======== EXCERPTED DATA ========

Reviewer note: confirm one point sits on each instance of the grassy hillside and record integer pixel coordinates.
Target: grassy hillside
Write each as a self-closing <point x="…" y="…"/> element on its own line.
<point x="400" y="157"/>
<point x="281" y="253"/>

========

**WHAT IS ASKED**
Write out the listing above again, line for line, with no changes.

**ANSWER IN FULL**
Reviewer note: confirm one point sits on each instance of the grassy hillside and record integer pixel coordinates.
Target: grassy hillside
Write each as a self-closing <point x="…" y="…"/> element on its own line.
<point x="400" y="157"/>
<point x="281" y="253"/>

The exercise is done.